Task goal ▸ Please resize the bounding-box coordinates in everything from the start of the entries down to the line containing "[71,32,80,50]", both ends included, by multiplying each coordinate by 0.2 and rounding to whole numbers, with halves rounded up. Reproduce only those lines, requests included, with the rescaled coordinates.

· · · · · · ·

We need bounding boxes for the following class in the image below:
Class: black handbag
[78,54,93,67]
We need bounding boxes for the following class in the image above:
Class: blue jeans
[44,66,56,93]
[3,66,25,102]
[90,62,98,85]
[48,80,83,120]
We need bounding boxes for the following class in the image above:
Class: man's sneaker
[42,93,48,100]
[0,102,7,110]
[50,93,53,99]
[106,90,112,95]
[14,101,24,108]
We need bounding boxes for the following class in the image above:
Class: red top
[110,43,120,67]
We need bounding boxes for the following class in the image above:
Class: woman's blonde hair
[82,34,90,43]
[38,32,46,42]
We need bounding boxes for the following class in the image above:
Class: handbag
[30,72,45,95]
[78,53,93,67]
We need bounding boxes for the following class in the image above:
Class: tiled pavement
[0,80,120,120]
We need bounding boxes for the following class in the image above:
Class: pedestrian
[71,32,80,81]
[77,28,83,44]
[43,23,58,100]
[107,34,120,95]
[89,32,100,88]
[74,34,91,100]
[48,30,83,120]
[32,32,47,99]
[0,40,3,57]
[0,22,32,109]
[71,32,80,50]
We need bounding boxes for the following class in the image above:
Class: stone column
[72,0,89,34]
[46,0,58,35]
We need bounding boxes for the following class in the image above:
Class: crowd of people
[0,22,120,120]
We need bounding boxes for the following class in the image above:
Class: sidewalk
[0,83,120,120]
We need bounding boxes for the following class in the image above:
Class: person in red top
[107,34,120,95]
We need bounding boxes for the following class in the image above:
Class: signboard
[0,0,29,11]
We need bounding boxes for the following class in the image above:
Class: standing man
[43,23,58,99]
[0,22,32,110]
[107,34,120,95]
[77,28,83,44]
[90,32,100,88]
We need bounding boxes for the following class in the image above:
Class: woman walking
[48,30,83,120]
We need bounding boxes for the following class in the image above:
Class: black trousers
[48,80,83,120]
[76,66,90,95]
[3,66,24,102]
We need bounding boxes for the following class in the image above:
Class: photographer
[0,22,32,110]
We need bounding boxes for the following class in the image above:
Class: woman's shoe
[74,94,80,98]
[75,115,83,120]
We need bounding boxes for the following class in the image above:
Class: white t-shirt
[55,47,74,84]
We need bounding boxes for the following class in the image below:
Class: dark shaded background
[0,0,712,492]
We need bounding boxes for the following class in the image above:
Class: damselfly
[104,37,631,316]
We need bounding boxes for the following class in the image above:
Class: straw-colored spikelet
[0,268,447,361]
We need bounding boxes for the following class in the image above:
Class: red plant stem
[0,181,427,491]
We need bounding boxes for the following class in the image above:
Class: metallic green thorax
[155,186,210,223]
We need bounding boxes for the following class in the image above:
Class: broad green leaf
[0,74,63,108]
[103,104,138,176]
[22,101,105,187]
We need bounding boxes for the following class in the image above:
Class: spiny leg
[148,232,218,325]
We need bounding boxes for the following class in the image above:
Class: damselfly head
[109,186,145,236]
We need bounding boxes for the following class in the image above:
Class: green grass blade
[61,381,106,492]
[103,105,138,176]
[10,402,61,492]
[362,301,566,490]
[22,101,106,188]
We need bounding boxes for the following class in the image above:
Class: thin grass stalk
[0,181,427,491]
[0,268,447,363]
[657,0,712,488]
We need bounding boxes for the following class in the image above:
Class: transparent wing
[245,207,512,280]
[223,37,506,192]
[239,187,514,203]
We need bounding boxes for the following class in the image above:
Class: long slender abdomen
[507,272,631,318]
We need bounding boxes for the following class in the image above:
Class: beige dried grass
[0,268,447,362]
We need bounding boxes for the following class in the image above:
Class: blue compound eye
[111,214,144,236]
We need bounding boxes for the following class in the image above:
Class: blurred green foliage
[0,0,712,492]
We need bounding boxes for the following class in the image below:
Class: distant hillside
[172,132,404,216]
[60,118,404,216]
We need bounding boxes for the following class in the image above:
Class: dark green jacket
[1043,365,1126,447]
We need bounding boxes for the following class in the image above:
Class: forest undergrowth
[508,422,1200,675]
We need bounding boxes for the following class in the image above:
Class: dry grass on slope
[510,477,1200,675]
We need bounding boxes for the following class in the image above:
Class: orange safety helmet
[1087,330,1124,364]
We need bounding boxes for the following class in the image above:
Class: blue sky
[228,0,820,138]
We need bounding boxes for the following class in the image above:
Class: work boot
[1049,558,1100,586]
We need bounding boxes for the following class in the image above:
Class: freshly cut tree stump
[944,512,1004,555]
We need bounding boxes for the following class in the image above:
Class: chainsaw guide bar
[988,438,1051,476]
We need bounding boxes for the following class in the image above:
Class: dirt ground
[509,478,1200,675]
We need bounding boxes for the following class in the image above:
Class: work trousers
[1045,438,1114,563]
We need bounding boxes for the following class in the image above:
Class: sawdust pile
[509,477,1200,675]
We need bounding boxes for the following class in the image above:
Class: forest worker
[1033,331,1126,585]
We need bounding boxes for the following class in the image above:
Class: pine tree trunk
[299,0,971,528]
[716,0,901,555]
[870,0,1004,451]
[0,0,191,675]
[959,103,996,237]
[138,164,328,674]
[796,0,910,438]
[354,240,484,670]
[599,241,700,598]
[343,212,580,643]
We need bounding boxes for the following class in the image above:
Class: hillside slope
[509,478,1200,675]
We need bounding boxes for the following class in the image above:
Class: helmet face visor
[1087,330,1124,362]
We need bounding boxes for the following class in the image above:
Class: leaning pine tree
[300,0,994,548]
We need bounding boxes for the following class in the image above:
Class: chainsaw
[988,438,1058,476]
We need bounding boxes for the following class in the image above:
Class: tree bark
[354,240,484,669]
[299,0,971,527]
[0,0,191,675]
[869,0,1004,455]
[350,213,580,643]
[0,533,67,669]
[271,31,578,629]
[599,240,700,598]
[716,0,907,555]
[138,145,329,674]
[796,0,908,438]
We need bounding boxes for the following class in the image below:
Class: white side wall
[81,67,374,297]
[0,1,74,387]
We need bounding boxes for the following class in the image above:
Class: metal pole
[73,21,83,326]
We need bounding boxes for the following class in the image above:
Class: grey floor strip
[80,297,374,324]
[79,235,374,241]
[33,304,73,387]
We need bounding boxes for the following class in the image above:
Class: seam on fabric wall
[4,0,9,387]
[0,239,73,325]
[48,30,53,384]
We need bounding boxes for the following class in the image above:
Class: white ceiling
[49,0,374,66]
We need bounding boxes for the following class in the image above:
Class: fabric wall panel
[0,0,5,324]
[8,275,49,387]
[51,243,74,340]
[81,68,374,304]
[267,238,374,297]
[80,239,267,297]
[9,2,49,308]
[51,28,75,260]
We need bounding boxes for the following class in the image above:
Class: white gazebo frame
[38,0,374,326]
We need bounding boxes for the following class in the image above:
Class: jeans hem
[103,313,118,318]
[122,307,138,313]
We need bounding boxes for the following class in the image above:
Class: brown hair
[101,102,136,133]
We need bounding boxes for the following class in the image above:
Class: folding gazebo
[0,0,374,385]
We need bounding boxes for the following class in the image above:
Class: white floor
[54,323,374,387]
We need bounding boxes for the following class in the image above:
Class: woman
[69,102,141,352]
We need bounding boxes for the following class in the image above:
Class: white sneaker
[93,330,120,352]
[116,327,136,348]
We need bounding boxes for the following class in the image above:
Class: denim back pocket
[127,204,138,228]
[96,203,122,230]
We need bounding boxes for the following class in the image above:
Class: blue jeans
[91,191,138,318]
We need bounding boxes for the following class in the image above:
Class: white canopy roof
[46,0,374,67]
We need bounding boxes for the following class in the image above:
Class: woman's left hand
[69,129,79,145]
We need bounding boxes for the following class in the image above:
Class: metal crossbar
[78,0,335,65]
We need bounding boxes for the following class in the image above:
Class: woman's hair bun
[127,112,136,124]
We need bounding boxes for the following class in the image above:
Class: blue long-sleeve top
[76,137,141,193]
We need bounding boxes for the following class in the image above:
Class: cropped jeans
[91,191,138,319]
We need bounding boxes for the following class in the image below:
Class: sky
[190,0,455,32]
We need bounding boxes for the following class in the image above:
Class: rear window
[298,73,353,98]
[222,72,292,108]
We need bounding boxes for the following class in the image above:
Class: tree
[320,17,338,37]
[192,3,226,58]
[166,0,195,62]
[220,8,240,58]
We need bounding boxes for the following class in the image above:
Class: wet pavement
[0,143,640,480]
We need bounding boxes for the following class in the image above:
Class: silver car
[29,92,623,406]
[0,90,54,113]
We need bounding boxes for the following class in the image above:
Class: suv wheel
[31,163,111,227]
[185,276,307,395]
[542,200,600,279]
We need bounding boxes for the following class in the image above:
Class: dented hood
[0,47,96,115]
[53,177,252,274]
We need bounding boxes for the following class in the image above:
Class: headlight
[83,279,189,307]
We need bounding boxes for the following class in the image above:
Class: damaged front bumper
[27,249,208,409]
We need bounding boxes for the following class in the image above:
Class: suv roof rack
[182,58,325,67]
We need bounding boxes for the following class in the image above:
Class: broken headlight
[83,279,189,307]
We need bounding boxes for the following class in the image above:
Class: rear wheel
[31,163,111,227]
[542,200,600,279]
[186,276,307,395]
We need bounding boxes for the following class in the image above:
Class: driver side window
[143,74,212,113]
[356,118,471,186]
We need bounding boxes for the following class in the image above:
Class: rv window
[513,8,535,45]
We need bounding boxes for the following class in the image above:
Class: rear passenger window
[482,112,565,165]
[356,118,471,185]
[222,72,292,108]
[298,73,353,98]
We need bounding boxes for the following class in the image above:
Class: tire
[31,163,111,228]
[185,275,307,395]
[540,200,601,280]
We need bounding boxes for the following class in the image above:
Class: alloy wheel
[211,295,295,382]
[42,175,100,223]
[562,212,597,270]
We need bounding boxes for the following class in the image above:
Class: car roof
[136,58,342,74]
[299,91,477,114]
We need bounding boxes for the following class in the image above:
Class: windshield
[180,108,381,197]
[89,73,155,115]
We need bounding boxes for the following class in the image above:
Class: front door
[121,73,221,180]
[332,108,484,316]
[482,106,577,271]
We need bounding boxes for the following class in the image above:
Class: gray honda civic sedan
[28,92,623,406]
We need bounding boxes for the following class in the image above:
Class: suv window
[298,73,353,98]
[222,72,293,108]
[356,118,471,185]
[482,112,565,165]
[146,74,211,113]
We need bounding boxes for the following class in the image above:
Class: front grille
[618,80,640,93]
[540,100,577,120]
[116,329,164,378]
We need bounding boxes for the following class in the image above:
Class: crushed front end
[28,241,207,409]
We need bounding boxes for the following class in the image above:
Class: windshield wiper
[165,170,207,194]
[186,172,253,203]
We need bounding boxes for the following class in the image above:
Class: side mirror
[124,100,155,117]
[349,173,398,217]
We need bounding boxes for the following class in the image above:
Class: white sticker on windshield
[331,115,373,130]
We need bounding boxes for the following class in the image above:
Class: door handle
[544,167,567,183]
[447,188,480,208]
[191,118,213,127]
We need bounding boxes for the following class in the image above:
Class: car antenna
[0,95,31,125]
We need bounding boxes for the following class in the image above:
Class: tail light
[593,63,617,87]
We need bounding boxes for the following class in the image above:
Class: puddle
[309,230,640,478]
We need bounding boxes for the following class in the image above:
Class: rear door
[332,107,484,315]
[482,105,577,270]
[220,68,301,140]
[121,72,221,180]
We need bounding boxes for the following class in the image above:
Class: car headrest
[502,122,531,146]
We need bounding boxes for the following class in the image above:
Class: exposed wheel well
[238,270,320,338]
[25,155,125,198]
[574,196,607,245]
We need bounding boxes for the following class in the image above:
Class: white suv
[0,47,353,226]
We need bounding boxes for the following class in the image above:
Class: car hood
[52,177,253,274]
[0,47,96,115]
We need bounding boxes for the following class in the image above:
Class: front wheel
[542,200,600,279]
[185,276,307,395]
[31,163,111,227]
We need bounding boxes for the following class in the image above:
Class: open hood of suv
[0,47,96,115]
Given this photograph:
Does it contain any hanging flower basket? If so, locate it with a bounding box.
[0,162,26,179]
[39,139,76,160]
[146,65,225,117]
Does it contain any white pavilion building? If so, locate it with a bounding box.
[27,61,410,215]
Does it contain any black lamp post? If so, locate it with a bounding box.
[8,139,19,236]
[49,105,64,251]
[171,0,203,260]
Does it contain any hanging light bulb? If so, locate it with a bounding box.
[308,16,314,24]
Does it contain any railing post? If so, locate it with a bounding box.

· · · · · · ·

Task output ▸
We need bounding boxes for the following class in the image below:
Class: black handbag
[16,11,19,13]
We need bounding boxes for the following class in the image above:
Class: blue jeans
[9,13,11,19]
[1,13,5,20]
[18,12,20,17]
[10,16,17,24]
We need bounding boxes for the following class in the image above:
Class: man's sneaker
[8,19,10,20]
[0,20,1,22]
[10,19,11,20]
[21,18,22,19]
[3,20,5,22]
We need bounding boxes for the following class in the image above:
Class: red top
[22,9,24,13]
We need bounding boxes for the following class in the image above:
Class: woman's blonde hair
[16,7,18,9]
[8,6,9,8]
We need bounding boxes for the following class in the image above:
Class: handbag
[6,14,9,19]
[16,11,19,13]
We need bounding boxes for the following class in the image above:
Class: tiled pavement
[0,16,24,24]
We need bounding boxes for the following class in the image above:
Class: pedestrian
[14,6,16,16]
[15,6,17,9]
[9,5,12,20]
[21,7,24,19]
[18,6,20,18]
[15,7,18,20]
[10,6,17,24]
[6,6,9,20]
[0,8,1,11]
[0,4,6,22]
[14,6,16,10]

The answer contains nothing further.